# PROBLEM:
Pick out every line below that contains the word "reed", and copy each of those lines in full.

# RECORDS SUPPLIED:
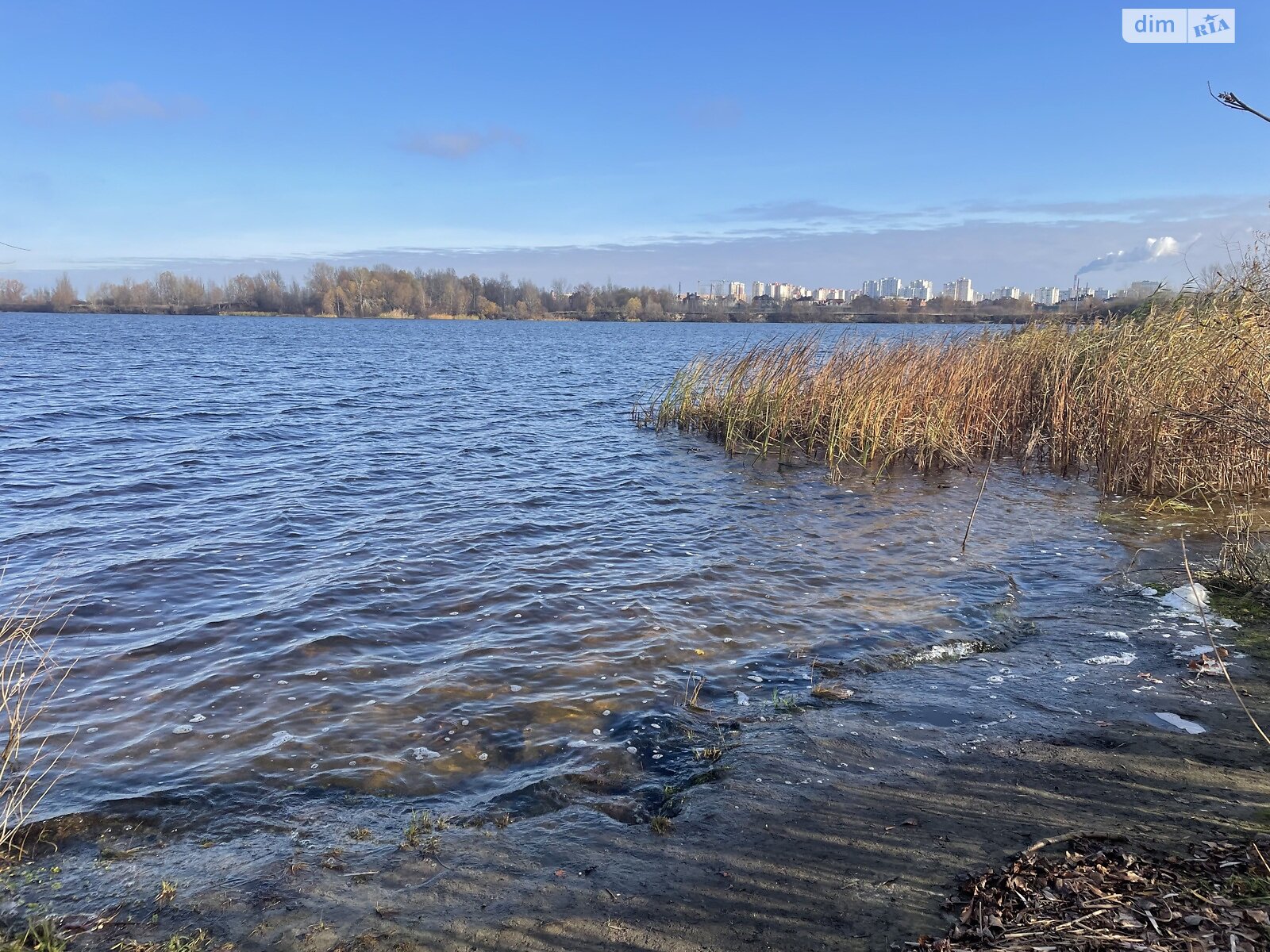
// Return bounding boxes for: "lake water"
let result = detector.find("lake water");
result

...

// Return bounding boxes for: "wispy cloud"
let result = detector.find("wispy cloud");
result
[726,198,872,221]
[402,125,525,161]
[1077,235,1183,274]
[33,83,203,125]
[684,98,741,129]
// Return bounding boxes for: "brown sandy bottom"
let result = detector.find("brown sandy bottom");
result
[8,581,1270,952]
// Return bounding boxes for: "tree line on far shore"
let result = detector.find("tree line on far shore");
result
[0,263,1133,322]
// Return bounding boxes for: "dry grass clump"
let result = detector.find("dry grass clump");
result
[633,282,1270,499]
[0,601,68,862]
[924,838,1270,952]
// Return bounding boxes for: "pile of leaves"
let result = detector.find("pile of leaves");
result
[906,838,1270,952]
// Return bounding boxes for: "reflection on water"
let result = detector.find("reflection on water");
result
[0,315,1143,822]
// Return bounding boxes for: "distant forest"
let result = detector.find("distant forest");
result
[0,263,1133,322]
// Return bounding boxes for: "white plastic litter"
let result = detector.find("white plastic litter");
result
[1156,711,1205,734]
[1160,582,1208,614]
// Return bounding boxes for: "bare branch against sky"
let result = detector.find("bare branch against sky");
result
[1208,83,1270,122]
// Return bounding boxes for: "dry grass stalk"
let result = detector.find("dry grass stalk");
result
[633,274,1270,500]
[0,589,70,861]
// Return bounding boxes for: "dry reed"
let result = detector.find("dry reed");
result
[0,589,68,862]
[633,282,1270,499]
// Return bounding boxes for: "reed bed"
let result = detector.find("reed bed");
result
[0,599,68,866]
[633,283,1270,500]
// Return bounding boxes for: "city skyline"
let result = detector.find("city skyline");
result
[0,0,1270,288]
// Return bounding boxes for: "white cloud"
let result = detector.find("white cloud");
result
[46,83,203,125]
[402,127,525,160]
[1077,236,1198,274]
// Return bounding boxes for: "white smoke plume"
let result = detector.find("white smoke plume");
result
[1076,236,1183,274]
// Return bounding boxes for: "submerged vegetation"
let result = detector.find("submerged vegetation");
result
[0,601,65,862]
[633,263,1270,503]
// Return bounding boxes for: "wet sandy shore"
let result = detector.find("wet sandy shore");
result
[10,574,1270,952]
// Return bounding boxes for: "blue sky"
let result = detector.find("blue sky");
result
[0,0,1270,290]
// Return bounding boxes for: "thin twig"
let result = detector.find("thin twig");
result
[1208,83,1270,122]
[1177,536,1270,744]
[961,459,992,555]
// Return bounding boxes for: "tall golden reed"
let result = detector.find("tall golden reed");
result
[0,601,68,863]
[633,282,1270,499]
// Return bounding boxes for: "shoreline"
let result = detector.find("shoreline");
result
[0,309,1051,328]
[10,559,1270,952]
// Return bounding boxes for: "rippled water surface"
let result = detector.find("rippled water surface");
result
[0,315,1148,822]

==

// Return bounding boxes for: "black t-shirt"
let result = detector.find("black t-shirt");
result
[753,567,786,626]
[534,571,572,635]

# EXERCISE ANSWER:
// Return bounding boxes for: "dry reed"
let result = detector.find("dry reed");
// Return bounding boxes for: "reed bed"
let result = detector.find("reed bed");
// Return bounding boxes for: "tall golden reed"
let result = detector.find("tall golden reed");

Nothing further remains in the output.